+++ DATA PROVIDED +++

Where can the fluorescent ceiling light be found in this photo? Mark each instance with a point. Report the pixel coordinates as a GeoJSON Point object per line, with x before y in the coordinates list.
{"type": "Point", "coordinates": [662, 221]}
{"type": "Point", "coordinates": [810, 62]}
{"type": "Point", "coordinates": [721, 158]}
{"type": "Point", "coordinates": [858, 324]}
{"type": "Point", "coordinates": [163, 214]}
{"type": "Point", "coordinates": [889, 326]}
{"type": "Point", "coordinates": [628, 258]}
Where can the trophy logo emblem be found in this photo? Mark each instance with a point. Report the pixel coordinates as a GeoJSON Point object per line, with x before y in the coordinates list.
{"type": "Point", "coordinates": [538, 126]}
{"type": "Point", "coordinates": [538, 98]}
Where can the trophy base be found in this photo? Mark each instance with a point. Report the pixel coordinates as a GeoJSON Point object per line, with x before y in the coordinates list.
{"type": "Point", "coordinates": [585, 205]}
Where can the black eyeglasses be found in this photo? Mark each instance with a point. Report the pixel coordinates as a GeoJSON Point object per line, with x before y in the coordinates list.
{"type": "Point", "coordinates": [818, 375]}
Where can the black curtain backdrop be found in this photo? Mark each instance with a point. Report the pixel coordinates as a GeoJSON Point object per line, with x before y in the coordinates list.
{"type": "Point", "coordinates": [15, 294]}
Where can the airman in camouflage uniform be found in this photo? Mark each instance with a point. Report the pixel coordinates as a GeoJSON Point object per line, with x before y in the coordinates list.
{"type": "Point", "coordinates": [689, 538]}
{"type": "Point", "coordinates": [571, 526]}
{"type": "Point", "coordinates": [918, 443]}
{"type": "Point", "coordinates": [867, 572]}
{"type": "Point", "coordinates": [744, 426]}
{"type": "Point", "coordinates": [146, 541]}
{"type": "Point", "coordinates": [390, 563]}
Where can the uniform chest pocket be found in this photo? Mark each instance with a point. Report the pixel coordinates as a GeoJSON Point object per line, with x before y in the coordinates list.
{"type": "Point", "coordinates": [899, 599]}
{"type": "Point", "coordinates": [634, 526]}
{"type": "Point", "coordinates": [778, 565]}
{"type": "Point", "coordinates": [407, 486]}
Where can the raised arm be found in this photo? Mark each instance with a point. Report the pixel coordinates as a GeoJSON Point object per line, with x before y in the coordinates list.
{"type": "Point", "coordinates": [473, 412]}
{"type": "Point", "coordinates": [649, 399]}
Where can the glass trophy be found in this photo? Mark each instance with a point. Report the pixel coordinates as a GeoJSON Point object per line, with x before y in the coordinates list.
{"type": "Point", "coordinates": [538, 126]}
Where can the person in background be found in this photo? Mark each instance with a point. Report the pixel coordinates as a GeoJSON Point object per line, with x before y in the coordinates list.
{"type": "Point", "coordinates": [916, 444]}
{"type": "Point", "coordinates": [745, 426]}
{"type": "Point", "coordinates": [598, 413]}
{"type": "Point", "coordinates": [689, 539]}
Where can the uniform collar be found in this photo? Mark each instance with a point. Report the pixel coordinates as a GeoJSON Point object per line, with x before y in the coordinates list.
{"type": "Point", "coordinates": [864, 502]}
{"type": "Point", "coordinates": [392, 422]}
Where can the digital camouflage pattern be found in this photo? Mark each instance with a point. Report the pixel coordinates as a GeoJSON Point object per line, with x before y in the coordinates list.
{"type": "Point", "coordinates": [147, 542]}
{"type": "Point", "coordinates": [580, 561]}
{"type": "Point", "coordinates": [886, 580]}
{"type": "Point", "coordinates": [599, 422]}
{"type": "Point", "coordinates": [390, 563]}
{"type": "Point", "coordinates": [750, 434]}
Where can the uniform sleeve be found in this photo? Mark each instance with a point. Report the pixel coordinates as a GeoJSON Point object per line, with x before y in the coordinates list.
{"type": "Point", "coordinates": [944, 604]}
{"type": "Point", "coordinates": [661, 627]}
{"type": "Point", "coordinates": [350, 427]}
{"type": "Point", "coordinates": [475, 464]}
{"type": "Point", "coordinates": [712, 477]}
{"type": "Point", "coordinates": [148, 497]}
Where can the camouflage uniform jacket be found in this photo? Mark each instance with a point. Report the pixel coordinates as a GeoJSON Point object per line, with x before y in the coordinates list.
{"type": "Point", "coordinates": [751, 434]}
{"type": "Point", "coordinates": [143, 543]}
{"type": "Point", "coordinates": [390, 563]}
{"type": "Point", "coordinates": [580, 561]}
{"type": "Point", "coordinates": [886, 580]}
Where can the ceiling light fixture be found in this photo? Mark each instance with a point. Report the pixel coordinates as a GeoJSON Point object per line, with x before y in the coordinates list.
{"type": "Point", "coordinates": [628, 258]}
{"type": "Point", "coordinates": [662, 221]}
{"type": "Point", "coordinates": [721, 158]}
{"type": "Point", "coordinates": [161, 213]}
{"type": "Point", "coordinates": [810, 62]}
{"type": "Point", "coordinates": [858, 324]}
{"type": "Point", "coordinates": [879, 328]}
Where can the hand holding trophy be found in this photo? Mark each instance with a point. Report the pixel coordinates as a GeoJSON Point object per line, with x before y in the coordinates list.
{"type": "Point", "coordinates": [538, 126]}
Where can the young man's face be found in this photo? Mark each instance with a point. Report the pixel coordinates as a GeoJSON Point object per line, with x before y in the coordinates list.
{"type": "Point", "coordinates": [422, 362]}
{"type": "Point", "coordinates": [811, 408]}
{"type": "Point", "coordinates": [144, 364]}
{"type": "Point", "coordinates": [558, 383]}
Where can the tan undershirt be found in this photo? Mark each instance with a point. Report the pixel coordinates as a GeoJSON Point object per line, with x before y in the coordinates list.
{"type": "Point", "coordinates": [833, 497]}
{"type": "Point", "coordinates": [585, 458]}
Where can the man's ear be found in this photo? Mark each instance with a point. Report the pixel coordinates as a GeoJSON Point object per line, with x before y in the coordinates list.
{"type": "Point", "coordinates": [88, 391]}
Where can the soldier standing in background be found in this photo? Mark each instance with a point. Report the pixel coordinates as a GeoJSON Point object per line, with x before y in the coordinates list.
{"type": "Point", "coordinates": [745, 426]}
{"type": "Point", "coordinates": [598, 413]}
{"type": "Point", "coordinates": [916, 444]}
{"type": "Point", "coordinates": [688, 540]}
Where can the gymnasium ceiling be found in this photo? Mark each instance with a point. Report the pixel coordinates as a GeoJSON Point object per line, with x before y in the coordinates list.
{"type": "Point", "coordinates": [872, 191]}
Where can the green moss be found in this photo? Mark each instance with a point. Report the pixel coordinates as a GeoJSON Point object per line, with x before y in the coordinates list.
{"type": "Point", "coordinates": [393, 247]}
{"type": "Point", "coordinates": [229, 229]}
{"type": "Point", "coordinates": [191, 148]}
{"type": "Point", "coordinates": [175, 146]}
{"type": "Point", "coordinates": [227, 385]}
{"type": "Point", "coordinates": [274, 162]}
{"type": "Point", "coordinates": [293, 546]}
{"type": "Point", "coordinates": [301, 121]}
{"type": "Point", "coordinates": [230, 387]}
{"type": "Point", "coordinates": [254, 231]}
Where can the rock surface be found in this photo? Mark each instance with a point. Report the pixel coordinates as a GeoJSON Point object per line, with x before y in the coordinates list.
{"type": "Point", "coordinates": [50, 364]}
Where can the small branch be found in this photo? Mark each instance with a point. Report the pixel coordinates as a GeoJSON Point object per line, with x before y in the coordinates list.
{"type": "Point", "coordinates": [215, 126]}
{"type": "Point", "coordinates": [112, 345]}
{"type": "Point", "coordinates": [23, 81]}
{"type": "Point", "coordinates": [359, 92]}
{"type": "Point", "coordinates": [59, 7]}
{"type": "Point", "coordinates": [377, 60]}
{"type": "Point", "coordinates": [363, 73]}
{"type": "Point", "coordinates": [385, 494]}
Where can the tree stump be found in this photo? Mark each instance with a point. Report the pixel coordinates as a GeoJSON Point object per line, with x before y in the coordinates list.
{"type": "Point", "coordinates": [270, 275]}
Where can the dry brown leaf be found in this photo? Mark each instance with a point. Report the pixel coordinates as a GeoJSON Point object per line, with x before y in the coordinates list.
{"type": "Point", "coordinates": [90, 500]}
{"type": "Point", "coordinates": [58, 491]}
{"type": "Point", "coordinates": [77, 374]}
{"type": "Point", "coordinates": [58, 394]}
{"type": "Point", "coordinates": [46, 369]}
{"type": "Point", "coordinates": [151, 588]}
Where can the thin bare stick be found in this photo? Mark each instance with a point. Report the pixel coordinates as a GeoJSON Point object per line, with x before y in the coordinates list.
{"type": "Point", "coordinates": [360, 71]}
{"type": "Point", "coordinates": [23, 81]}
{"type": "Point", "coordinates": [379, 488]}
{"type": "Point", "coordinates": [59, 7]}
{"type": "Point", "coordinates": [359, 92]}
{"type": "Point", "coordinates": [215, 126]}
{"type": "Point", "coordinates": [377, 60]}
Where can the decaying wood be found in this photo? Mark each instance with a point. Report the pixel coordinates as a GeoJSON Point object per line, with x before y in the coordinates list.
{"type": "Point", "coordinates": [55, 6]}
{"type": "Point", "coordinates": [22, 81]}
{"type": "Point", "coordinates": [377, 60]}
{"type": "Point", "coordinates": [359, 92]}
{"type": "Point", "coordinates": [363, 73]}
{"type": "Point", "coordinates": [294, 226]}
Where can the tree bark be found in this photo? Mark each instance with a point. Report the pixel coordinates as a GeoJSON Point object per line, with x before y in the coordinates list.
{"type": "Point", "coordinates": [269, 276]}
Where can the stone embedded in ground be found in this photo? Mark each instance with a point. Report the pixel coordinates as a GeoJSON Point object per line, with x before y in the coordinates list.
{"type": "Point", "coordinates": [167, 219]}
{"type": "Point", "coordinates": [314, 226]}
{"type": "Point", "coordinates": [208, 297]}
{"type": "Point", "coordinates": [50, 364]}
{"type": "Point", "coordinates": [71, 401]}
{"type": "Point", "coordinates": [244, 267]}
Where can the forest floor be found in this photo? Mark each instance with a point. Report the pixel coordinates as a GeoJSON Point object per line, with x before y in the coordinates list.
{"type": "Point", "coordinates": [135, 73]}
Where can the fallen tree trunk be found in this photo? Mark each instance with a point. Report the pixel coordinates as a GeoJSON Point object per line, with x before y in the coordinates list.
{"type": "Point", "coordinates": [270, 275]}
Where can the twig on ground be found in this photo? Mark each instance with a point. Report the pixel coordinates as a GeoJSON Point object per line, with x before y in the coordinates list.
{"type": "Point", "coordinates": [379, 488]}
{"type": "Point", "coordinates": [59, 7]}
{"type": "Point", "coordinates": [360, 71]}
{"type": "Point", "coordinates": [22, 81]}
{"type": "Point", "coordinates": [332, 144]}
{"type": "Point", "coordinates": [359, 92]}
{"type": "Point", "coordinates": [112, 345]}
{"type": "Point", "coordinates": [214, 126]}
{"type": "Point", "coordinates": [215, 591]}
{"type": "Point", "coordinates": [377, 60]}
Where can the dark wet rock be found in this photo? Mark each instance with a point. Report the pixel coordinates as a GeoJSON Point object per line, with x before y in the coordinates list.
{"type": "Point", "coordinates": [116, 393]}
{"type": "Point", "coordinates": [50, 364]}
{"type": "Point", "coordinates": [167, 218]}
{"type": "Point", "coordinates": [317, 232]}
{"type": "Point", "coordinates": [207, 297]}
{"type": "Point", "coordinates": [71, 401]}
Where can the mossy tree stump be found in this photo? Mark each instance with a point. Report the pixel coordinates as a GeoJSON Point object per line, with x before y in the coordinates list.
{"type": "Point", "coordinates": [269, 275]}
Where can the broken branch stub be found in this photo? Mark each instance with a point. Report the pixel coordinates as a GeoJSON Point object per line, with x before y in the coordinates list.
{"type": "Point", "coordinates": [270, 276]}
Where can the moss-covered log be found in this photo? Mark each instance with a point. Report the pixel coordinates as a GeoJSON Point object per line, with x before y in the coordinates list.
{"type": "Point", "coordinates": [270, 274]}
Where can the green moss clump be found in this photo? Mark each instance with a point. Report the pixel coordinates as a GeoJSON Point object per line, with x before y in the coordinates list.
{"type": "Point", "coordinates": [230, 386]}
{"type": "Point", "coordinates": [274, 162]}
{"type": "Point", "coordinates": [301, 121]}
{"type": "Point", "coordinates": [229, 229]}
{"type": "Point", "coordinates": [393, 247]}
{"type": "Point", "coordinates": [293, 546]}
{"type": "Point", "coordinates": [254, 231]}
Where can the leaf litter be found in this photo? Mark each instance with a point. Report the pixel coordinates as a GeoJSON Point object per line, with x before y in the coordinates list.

+++

__THE EXERCISE__
Output the line that contains "Where can the dark", followed by every later line in the listing, with no line omitted and none added.

__ANSWER FOR THE TASK__
Where can the dark wet rock be found in this photo? Mark each instance with a point. Report the pixel coordinates as a GeoJSON Point object per line, with x before y in the coordinates list.
{"type": "Point", "coordinates": [116, 393]}
{"type": "Point", "coordinates": [50, 364]}
{"type": "Point", "coordinates": [167, 218]}
{"type": "Point", "coordinates": [317, 232]}
{"type": "Point", "coordinates": [207, 297]}
{"type": "Point", "coordinates": [71, 401]}
Where can the mossy tree stump be found in this photo? Mark each instance with a point. Report the pixel coordinates as a GeoJSON Point object per line, with x before y in the coordinates list.
{"type": "Point", "coordinates": [269, 275]}
Where can the broken branch stub be found in this photo? Mark each instance with a point. Report the pixel coordinates as a GeoJSON Point object per line, with x before y in the coordinates list.
{"type": "Point", "coordinates": [270, 276]}
Where can the moss-covered log be found in this photo? Mark each instance with a point. Report the pixel coordinates as a GeoJSON Point object per line, with x before y in the coordinates list.
{"type": "Point", "coordinates": [270, 274]}
Where can the green moss clump be found in this photo? Mark each instance with a point. Report the pixel coordinates as a GeoJSON Point object per line, with x before y in the coordinates list.
{"type": "Point", "coordinates": [230, 386]}
{"type": "Point", "coordinates": [274, 162]}
{"type": "Point", "coordinates": [301, 121]}
{"type": "Point", "coordinates": [229, 229]}
{"type": "Point", "coordinates": [393, 247]}
{"type": "Point", "coordinates": [293, 546]}
{"type": "Point", "coordinates": [254, 231]}
Where can the leaf litter be found in this photo? Mark each instance with a point. Report the pixel coordinates as a GeoJSON Point object per line, with x before y in the coordinates list.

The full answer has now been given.